Thanks for this pattern. I understand that they are meant to be "soalless" but I think I will also try adding them to flop/flop soals I have been meaning to reuse. I can't wear flip/flops as the plastic or leather straps rubs between my toes and I am too sensative there.


----------



## KnottyMe (Mar 8, 2012)

Kalic0 said:


> Thanks for this pattern. I understand that they are meant to be "soalless" but I think I will also try adding them to flop/flop soals I have been meaning to reuse. I can't wear flip/flops as the plastic or leather straps rubs between my toes and I am too sensative there.


That might be possible to do if you can find a way to attach it to the soles. My sister wears her barefoot sandals with flip-flops to "dress them up". I wonder if you could yarn bomb that part of the flip-flop that goes between the toe with baby yarn to make them softer? Good luck with that endeavor.


----------



## dancewithmarg (Oct 2, 2012)

I had a problem joining the triangle to the bracelet part, getting it centred, so I did a little revision - I made the triangle part as per your pattern, left it on the needle, then cast on 14 stitches, knit across the 14 stitches plus the triangle, cast on another 14 stitches. Then made the bracelet part the same as your pattern, and cast off. (I found I only needed 43 stitches to go round my ankle as the yarn I used was quite stretchy.) Goes quicker this way rather than having to join the two pieces. Thank you for the pattern and the inspiration. They are so quick and easy to make, I plan to make a lot for my summer craft sale.
Marg
NS Canada


----------



## KnottyMe (Mar 8, 2012)

That's super, Marg! I tried going in that direction to begin with, but didn't take the same approach as you did. Good luck in your sales.


----------



## mtnmama67 (Dec 16, 2011)

Have a daughter living on Kauai..these will be PERFECT for!! VBG!! She just learned to knit last year..never too old to learn! In fact - gave her my extra KX 350 Brother knitting Machine - we'll knit together,long distance!!

Thank you so much for the pattern and all the extra tips!

Sandra in Colorado


----------



## mom7plus (Sep 15, 2014)

HI! How pretty!
This is my first time knitting with beads and it is FUN!
I have a problem on row 14 of the Foot Triangle section. If I do the (YO, Bd/K, YO, K1) three times I am lacking a stitch for the K2 edge. What am I doing wrong? Do you know? Thank you for your help.
-Carol


----------



## raelkcol (Feb 5, 2011)

I can download this pattern but I can't read it because the print is too light. Has anyone else had this problem? I want this pattern, any suggestions?


----------



## GrandmaLiz (Dec 31, 2012)

Thank you for the pattern.


----------



## afoster (Jun 10, 2012)

raelkcol said:


> I can download this pattern but I can't read it because the print is too light. Has anyone else had this problem? I want this pattern, any suggestions?


See if this helps. I just changed the font and font size.


----------



## raelkcol (Feb 5, 2011)

afoster said:


> See if this helps. I just changed the font and font size.


That did it! Thank you so much.


----------



## raelkcol (Feb 5, 2011)

afoster said:


> See if this helps. I just changed the font and font size.


That did it! Thank you so much.


----------

■ REQUIREMENT 1 ■
Find each line in the records that contains the string "green" and copy it. Case counts.

■ EXTRACTED DATA ■
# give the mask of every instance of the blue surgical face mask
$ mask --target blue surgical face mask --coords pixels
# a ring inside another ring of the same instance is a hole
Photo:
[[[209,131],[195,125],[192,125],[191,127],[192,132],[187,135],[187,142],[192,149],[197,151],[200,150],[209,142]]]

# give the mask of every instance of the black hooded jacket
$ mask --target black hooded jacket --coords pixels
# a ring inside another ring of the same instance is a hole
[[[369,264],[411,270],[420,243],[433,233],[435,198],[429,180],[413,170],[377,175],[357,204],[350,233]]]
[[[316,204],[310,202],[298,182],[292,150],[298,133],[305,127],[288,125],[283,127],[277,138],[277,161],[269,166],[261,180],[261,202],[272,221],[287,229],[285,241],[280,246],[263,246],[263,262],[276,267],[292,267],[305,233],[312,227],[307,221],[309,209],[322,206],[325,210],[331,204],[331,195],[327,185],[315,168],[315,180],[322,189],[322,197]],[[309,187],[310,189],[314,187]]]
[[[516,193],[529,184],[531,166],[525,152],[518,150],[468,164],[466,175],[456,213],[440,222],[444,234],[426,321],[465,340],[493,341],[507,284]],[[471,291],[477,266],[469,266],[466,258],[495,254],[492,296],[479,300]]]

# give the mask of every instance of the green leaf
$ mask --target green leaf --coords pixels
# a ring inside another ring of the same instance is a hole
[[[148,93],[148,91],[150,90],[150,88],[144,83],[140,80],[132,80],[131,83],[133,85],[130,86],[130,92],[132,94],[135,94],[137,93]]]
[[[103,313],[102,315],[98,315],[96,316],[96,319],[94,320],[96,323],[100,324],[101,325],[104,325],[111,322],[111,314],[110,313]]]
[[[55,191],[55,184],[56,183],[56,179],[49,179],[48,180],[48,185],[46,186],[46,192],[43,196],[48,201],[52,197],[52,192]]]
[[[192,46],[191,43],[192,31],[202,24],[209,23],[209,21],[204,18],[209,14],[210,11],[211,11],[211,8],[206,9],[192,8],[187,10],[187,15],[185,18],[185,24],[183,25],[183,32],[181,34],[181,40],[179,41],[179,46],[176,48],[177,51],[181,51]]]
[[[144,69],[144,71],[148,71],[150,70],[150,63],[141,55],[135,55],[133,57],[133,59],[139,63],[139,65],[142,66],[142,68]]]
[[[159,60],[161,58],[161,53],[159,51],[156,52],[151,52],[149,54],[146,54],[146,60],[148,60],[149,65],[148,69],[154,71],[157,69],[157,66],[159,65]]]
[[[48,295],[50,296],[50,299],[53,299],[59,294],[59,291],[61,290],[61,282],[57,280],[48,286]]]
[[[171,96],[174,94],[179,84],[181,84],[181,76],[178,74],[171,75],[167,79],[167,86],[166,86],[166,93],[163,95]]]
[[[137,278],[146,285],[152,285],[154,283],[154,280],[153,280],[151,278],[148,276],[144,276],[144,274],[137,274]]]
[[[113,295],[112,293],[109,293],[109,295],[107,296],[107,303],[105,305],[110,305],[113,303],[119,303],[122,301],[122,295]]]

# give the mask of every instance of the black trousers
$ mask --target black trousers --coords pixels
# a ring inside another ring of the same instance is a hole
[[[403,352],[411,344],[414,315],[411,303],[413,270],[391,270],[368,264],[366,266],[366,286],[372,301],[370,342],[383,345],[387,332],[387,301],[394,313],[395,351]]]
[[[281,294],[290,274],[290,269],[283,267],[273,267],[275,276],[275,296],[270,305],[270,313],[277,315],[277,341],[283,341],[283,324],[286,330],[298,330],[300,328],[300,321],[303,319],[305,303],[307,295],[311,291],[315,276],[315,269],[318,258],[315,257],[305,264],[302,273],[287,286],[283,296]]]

■ REQUIREMENT 2 ■
Repeat the part of the knitting thread starting at "HI! How pretty!" and ending at "for your help.", word for word.

■ FULL ANSWER 1 ■
# give the mask of every instance of the green leaf
$ mask --target green leaf --coords pixels

■ FULL ANSWER 2 ■
HI! How pretty!
This is my first time knitting with beads and it is FUN!
I have a problem on row 14 of the Foot Triangle section. If I do the (YO, Bd/K, YO, K1) three times I am lacking a stitch for the K2 edge. What am I doing wrong? Do you know? Thank you for your help.